Andrew Nacin: Now here’s the problem, of course. It comes back out and unserializes it. Oh no, we have an object. Right? And so, like, basically now we have like this. That is a bad, bad thing. So as you know in this case, the nice thing about this vulnerability is that it requires a vulnerable object to actually exploit. But of course we get to this point where otherwise we’re dealing with arbitrary code execution based on really whatever exists on here. So we looked at a few different options, like how do we solve this problem? Well we thought about this. We’re like, oh we can like preflight them, we can actually take this value and based on the table we were trying insert it into and the field we were trying to insert into, take this value and like query the table and figure out what its character set is.
Andrew Nacin: And then once we know that information we can then run another query that looks like this, that says convert it for me and let me know if it changes. If it doesn’t change, then we know that it can be stored. If it does change, we have a problem, we have to reject it. So we’re basically like implementing our own little, like preflight checks directly in core. So there’s a lot of complications here. In fact, when we were looking at all this stuff, we would look at how other database drop-ins react, whether it’s like the one in W3 Total Cache or like a PDO library or even a SQLite implementation, if you wanted that sort of thing. But then also something like HyPer DB which has to send queries to different data centers. So we were like, how could we trick HyPer DB to know that there’s a table here to send it to?

== GOAL 1 ==
List every line in the listing below that contains the word "white". Case counts.

== A block of data ==
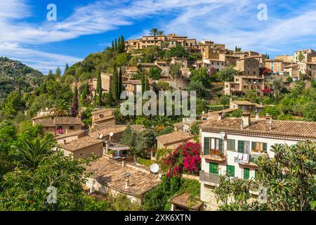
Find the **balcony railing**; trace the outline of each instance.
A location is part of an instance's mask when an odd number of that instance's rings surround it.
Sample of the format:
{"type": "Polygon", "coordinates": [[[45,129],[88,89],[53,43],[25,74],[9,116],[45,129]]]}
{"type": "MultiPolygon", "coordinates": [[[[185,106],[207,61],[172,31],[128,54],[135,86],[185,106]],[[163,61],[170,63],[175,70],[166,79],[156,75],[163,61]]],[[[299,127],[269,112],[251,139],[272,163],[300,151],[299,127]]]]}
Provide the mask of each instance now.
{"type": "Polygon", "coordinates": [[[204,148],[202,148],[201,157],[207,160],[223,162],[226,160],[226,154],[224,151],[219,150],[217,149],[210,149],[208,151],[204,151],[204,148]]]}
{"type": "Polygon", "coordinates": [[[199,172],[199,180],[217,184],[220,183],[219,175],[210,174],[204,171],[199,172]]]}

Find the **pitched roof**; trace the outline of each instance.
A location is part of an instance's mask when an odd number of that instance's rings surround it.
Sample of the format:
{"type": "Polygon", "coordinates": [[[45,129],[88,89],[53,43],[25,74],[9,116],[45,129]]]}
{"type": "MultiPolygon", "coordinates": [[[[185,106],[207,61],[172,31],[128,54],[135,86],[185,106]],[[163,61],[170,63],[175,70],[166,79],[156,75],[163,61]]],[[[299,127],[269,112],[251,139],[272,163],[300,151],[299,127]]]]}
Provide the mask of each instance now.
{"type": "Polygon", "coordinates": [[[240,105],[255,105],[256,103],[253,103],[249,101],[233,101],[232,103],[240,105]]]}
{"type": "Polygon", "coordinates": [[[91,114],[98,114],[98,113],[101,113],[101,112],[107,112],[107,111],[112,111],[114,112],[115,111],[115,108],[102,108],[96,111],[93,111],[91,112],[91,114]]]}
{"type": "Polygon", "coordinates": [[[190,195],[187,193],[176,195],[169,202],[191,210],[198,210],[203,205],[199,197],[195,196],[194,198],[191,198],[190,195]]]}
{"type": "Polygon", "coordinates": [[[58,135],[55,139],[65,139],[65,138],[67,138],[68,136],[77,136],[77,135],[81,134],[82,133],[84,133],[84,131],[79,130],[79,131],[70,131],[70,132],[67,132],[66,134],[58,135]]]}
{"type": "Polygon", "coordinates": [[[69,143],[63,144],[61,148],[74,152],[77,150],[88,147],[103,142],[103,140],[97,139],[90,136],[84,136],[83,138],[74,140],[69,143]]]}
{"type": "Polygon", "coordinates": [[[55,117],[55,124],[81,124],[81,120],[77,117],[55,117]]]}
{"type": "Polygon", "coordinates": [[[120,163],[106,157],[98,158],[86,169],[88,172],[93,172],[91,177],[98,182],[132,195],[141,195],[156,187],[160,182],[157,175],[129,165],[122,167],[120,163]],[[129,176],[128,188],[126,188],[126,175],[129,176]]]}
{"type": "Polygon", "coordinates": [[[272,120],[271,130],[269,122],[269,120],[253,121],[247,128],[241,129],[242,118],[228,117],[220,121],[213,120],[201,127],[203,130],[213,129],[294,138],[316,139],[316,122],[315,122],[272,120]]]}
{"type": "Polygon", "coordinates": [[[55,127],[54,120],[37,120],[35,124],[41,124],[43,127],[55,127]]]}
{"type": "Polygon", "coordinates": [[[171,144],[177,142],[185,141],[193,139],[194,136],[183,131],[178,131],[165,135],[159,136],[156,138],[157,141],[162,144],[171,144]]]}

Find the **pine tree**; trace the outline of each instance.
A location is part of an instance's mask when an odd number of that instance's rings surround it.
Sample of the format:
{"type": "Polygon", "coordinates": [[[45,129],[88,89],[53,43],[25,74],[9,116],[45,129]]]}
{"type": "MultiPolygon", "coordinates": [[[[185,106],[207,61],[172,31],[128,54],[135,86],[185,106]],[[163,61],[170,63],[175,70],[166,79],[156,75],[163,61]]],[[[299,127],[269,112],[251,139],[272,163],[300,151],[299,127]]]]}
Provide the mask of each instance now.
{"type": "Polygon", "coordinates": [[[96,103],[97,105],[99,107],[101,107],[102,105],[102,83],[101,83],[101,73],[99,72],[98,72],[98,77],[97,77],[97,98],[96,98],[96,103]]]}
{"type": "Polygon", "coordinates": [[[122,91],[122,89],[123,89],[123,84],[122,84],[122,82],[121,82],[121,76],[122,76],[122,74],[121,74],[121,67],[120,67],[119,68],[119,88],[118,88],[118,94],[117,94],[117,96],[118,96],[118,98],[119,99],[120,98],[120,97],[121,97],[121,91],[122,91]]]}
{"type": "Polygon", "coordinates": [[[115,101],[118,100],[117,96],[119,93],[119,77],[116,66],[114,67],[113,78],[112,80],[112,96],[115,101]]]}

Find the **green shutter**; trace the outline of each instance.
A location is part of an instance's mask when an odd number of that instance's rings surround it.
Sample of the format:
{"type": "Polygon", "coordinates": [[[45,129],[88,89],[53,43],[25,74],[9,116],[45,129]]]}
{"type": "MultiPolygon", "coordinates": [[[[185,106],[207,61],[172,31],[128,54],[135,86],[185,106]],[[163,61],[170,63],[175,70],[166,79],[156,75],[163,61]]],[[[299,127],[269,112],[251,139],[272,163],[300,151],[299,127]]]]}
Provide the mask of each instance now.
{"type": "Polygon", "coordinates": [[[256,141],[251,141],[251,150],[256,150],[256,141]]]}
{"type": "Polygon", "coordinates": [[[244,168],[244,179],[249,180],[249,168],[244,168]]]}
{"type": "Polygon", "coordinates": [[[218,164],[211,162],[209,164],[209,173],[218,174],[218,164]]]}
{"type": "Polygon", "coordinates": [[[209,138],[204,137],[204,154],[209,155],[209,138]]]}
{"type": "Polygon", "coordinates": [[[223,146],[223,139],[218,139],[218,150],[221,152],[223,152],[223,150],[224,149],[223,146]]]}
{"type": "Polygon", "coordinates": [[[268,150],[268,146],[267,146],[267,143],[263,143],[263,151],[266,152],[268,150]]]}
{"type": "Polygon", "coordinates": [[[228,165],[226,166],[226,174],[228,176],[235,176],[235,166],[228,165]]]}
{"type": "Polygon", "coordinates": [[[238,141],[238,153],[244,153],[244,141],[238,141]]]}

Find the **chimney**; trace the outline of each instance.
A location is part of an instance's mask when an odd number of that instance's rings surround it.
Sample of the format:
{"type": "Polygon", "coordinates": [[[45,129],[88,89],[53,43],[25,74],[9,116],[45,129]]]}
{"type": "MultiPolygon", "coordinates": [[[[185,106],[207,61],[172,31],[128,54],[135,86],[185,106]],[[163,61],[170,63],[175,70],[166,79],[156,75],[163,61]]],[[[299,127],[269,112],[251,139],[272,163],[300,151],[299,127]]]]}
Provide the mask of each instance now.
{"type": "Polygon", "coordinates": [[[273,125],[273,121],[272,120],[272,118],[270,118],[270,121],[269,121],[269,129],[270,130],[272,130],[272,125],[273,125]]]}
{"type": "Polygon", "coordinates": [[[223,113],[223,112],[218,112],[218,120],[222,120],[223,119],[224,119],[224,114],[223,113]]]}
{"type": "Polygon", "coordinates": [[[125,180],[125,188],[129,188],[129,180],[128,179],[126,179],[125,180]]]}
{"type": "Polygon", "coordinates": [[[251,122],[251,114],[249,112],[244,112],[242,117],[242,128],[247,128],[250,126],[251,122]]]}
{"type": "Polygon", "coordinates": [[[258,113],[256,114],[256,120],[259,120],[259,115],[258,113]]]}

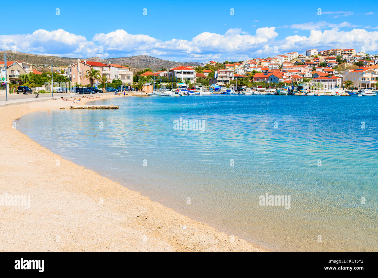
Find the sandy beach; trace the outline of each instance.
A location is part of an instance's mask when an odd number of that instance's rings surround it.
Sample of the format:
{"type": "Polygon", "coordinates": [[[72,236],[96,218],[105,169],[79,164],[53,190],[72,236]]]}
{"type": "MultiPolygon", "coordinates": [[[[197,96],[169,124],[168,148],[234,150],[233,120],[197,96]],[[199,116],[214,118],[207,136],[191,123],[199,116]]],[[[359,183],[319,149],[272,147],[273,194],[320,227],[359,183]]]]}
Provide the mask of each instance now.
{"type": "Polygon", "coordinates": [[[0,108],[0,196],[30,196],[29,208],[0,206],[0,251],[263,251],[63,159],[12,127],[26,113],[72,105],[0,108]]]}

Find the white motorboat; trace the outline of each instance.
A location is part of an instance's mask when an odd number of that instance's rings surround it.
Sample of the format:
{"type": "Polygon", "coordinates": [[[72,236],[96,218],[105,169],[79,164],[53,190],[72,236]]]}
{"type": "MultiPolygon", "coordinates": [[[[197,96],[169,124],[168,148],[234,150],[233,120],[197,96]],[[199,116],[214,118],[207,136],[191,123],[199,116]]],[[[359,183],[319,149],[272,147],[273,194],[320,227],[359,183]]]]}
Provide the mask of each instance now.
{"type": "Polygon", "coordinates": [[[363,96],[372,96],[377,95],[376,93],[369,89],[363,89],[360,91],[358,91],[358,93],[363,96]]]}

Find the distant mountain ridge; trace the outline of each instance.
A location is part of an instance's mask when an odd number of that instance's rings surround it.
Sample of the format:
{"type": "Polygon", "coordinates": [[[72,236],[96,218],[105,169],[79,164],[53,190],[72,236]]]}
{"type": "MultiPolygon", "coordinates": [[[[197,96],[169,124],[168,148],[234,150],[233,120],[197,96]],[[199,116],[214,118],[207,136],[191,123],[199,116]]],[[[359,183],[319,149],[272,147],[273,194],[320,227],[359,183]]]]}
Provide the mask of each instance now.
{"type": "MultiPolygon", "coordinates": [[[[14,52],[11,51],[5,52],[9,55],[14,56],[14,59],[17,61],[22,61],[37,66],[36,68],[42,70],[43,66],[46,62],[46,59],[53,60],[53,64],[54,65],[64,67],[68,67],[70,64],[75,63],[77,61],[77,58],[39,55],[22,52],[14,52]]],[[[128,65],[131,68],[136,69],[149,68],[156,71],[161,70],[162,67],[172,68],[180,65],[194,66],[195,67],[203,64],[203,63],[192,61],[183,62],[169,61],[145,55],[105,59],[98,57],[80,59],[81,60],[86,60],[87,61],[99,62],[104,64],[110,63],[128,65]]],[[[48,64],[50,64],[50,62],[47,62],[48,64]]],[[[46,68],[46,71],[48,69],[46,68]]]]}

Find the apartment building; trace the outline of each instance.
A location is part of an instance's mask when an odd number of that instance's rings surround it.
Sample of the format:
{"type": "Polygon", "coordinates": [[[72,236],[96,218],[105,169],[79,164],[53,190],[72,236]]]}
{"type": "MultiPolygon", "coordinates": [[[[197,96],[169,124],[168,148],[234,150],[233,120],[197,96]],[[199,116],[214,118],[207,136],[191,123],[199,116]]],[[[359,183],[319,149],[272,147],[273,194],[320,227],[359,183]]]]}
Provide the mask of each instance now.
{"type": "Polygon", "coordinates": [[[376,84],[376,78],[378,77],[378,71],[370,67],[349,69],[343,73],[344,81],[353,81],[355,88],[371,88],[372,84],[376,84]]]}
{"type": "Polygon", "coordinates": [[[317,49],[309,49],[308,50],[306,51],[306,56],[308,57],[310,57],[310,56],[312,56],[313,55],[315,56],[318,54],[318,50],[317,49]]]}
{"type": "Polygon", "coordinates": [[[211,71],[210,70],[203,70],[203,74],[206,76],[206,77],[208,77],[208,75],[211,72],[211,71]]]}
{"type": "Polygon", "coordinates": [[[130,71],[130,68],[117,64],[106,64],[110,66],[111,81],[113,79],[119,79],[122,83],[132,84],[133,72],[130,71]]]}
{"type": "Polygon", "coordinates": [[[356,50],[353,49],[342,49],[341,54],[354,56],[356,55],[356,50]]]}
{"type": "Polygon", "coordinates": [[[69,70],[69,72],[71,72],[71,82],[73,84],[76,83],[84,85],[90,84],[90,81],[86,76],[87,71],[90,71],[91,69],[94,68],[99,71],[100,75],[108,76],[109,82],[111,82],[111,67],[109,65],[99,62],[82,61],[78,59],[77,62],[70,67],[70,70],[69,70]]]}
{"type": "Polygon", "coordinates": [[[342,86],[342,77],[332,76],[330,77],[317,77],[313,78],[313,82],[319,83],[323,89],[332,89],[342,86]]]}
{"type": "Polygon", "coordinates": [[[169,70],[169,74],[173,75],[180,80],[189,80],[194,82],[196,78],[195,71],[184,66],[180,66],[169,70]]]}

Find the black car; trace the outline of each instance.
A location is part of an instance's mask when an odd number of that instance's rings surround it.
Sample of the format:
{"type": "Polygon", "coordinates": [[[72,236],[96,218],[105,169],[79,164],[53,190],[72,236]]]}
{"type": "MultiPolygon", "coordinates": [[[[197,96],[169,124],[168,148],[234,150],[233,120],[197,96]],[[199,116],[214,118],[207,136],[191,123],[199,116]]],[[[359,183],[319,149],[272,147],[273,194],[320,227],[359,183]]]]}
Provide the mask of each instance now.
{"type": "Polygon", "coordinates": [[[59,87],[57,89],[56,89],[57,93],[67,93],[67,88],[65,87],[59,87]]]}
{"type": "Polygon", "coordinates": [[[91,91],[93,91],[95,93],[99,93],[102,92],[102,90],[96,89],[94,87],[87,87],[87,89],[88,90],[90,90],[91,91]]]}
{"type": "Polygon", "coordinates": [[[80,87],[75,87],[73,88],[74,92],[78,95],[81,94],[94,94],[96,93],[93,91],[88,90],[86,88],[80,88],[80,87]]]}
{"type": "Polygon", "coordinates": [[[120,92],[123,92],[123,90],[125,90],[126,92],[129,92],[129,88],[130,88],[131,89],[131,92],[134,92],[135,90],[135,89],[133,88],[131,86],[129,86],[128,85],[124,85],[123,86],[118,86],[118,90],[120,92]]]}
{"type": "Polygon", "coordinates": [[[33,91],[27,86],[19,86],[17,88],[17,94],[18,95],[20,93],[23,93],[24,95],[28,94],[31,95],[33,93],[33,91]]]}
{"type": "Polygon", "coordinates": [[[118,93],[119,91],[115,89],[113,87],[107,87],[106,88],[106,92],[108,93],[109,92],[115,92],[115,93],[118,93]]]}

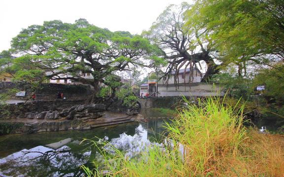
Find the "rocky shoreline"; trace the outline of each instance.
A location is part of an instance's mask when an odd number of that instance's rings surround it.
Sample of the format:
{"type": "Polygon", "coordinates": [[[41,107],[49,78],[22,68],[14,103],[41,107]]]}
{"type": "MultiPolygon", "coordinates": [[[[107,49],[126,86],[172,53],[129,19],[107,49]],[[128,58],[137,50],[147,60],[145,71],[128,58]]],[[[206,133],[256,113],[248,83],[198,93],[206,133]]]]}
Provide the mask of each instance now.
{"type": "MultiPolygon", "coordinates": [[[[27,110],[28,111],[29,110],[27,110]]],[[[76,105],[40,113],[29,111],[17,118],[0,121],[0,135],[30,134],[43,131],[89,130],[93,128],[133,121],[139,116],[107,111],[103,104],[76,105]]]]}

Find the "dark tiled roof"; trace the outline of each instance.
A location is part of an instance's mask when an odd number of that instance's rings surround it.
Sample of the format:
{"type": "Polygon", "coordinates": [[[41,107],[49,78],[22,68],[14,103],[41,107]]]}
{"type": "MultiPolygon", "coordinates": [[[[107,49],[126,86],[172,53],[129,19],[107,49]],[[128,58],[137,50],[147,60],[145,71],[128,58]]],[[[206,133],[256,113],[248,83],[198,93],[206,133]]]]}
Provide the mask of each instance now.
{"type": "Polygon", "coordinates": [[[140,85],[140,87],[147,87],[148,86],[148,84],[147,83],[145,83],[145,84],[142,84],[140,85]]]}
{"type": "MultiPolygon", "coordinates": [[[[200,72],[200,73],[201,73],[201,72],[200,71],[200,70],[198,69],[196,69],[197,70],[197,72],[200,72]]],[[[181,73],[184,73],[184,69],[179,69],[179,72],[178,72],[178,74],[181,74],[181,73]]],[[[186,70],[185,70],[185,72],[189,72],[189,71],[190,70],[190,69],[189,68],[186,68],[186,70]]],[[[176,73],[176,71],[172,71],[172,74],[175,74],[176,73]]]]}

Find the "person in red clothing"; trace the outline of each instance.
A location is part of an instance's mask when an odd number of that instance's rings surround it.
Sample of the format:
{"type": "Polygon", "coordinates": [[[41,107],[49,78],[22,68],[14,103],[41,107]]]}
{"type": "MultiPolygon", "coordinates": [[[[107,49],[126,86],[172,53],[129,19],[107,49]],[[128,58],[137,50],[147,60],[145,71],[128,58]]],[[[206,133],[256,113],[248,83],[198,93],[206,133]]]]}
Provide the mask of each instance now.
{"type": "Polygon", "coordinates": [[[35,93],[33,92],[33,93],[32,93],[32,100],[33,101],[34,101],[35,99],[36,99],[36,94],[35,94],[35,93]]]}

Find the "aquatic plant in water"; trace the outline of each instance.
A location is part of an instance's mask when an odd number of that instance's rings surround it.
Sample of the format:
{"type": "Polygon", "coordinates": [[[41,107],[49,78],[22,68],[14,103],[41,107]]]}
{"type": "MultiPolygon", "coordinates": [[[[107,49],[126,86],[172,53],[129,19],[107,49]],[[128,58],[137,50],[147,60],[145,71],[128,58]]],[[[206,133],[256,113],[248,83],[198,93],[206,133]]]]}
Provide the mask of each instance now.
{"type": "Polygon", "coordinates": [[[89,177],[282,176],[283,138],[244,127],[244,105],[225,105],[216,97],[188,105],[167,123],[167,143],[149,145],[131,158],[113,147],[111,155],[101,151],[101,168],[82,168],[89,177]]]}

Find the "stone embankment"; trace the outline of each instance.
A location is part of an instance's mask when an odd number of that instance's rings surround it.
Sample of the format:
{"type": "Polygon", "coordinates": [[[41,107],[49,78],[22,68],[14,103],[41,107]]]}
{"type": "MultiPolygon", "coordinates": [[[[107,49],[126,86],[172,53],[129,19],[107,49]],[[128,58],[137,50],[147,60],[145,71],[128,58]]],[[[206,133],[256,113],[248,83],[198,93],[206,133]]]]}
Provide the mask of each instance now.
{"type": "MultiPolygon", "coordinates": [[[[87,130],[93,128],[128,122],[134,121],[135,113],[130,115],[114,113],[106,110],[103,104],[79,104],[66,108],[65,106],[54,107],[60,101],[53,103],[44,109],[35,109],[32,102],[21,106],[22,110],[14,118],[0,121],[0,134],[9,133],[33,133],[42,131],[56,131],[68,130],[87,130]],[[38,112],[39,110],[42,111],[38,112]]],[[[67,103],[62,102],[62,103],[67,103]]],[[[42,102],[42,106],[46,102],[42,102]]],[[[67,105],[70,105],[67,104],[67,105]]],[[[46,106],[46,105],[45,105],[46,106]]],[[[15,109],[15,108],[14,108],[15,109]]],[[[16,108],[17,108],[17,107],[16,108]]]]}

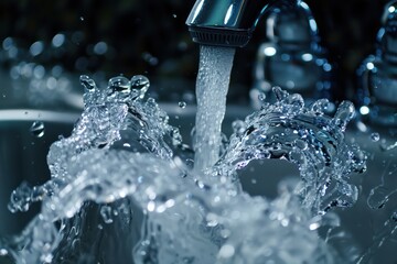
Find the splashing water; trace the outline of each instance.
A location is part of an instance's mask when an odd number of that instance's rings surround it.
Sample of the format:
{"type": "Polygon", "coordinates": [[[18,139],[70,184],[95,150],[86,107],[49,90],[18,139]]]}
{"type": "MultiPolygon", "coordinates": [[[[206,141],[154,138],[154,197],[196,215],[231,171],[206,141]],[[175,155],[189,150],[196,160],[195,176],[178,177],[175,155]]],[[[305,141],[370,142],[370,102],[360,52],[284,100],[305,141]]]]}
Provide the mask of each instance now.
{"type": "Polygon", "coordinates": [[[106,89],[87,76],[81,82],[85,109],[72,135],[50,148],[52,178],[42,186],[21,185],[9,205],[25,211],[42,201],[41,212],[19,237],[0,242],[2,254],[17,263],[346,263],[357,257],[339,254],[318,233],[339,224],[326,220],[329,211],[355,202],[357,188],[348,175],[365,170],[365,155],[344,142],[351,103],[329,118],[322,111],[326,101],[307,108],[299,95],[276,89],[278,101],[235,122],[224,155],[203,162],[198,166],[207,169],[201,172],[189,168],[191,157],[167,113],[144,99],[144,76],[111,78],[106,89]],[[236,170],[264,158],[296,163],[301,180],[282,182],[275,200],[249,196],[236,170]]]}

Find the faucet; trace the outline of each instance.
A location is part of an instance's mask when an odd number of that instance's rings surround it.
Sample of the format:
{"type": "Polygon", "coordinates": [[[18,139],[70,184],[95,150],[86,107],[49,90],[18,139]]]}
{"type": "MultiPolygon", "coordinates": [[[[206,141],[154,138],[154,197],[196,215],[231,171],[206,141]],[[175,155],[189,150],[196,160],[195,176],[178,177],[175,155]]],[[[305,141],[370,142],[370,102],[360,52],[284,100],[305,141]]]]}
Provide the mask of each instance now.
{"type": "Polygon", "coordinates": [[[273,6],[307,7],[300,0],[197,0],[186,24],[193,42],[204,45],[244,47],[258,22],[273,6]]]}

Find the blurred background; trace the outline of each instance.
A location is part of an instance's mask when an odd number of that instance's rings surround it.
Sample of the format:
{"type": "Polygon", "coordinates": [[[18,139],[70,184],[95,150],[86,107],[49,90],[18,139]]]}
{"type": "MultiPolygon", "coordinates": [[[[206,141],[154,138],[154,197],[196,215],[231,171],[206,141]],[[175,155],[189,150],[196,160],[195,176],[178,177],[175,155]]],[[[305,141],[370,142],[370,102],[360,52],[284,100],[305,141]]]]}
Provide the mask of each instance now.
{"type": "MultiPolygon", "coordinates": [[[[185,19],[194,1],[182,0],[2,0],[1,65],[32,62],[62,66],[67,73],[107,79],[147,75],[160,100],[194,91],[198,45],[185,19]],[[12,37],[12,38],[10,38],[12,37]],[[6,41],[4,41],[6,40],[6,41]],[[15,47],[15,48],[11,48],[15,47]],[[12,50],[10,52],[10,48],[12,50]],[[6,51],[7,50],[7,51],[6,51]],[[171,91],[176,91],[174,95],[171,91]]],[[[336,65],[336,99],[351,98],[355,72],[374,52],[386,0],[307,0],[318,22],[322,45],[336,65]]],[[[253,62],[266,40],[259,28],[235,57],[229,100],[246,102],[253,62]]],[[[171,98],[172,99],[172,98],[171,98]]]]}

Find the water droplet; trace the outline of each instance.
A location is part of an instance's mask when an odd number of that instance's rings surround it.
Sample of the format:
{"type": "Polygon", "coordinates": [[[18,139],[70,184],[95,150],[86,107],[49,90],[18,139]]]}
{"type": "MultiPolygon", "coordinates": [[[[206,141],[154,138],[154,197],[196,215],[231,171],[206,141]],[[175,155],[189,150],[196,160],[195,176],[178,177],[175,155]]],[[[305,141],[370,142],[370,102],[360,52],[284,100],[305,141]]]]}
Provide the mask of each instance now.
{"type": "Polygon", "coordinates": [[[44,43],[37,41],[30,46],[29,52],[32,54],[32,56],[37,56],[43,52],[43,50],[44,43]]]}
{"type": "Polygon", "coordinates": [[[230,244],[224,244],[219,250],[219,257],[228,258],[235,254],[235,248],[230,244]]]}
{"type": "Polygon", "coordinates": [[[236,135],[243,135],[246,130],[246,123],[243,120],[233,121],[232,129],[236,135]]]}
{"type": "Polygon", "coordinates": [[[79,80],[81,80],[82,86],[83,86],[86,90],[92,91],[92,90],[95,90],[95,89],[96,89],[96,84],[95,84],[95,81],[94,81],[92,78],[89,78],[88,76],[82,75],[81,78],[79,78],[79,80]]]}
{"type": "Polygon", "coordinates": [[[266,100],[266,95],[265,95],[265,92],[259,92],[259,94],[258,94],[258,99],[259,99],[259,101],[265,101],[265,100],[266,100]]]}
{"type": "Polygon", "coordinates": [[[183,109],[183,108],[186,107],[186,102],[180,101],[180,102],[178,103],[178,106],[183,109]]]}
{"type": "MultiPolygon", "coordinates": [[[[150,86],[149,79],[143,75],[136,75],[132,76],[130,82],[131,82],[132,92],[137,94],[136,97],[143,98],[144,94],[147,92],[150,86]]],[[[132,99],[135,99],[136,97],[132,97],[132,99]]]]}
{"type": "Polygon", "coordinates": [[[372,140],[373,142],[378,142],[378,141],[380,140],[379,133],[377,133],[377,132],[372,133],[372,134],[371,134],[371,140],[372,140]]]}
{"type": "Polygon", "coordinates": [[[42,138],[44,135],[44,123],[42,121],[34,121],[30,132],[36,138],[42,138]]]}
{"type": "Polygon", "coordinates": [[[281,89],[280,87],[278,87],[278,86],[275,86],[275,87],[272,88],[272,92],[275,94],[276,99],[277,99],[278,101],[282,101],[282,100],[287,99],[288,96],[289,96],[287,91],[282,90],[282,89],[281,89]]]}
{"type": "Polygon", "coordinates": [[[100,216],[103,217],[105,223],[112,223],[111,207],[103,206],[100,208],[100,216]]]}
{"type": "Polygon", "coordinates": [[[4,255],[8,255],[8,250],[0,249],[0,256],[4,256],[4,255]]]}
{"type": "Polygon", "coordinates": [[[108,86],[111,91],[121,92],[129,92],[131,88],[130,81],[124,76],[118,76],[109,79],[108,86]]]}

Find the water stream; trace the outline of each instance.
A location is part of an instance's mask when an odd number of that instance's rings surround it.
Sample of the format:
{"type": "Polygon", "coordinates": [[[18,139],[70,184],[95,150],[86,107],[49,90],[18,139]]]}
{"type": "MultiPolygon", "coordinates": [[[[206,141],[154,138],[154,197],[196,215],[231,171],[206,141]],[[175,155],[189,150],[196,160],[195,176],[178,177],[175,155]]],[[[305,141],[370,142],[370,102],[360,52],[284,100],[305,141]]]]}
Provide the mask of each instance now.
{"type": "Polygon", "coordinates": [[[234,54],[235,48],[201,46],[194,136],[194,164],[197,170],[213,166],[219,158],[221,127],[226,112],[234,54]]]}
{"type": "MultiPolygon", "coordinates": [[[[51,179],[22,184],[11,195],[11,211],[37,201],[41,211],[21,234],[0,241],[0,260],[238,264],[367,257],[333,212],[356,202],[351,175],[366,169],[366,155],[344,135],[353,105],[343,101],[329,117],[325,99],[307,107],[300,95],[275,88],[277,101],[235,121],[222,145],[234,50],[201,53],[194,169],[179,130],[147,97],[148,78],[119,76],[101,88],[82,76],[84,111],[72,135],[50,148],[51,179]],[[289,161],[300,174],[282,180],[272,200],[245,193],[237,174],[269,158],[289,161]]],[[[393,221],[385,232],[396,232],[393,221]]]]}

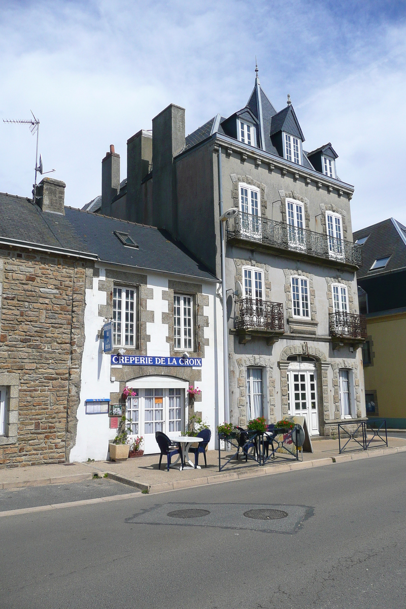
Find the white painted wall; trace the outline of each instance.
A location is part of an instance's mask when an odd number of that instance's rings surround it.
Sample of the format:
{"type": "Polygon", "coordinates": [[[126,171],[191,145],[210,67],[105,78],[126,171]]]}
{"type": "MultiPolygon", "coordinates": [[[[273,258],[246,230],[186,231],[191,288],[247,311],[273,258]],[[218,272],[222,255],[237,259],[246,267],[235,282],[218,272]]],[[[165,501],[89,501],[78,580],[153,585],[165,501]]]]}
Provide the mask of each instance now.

== GOAL 2 ==
In the talk transcript, which database drop-in has to send queries to different data centers?

== TASK RESPONSE 1 ==
Find the white motorboat; trace the outline of each instance.
Find the white painted wall; trace the outline of each instance.

== TASK RESPONSE 2 ==
HyPer DB